Work instructions - Print the data that follows exactly.

Records supplied -
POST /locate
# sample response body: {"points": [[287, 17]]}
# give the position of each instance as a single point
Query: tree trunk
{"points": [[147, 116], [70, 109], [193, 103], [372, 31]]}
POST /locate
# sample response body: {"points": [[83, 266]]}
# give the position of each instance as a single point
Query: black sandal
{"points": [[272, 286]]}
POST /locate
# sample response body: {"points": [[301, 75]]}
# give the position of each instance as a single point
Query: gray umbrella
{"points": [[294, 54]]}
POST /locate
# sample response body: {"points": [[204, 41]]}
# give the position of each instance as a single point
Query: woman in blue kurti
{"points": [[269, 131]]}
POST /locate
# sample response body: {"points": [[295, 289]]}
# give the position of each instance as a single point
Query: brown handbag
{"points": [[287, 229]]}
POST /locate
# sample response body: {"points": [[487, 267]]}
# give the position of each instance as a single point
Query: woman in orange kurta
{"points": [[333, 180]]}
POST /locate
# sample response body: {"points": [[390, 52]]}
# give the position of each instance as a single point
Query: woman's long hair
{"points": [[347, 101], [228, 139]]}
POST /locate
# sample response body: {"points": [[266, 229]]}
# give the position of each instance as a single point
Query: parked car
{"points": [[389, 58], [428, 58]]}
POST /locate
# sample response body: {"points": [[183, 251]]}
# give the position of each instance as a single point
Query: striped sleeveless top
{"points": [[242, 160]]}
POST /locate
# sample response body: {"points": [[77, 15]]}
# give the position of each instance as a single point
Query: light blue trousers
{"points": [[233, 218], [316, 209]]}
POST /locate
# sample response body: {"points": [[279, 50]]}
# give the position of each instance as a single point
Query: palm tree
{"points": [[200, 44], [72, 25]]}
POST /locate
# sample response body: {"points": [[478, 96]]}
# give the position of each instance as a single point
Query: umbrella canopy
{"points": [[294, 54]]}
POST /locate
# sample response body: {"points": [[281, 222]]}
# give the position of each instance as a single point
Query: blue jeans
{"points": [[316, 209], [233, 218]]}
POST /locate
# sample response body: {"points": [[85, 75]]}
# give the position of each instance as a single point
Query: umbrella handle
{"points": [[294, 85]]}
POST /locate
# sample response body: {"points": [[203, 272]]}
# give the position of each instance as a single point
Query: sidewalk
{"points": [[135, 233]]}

Solution below -
POST /locate
# sample response body: {"points": [[287, 17]]}
# give the position of each instance as a single point
Query: tree trunk
{"points": [[147, 116], [70, 109], [193, 103], [372, 31]]}
POST /locate
# sample response body: {"points": [[83, 266]]}
# give the position of each instance as a single point
Query: black sandal
{"points": [[272, 286]]}
POST /locate
# sample response body: {"points": [[301, 75]]}
# give the position of each instance as a single point
Query: gray umbrella
{"points": [[294, 54]]}
POST /locate
# sample response body: {"points": [[204, 41]]}
# give the position of each instance as a single point
Query: woman in blue kurti
{"points": [[269, 131]]}
POST /locate
# sample response body: {"points": [[295, 289]]}
# give the position of each instance as a single point
Query: brown handbag
{"points": [[287, 229]]}
POST /locate
# sample response body: {"points": [[487, 267]]}
# give the position of each instance as a single point
Query: woman in orange kurta
{"points": [[333, 180]]}
POST /locate
# sample response body: {"points": [[390, 52]]}
# give the position of each instance as a single point
Query: woman's long hair
{"points": [[347, 101], [228, 139]]}
POST /locate
# sample response body: {"points": [[266, 229]]}
# give the position of each instance as a single point
Query: parked car
{"points": [[389, 58], [428, 58]]}
POST /locate
# sample response body: {"points": [[183, 251]]}
# give the position of each instance as a single point
Query: striped sleeveless top
{"points": [[242, 160]]}
POST /locate
# sample response body: {"points": [[77, 15]]}
# give the position of each instance as a single point
Query: light blue trousers
{"points": [[233, 218], [316, 209]]}
POST /locate
# sample response body: {"points": [[279, 50]]}
# give the position of each instance as a single point
Query: palm tree
{"points": [[200, 44], [72, 25]]}
POST /locate
# sample response body: {"points": [[478, 96]]}
# give the position of each instance as a single point
Query: umbrella canopy
{"points": [[294, 54]]}
POST /locate
# sample response body: {"points": [[281, 222]]}
# give the position of each instance as a single point
Query: blue jeans
{"points": [[316, 209], [233, 218]]}
POST /locate
# sample response body: {"points": [[85, 75]]}
# give the position of each instance as a single point
Query: umbrella handle
{"points": [[294, 85]]}
POST /locate
# sample response body: {"points": [[203, 272]]}
# give the position of each instance as a single point
Query: sidewalk
{"points": [[135, 233]]}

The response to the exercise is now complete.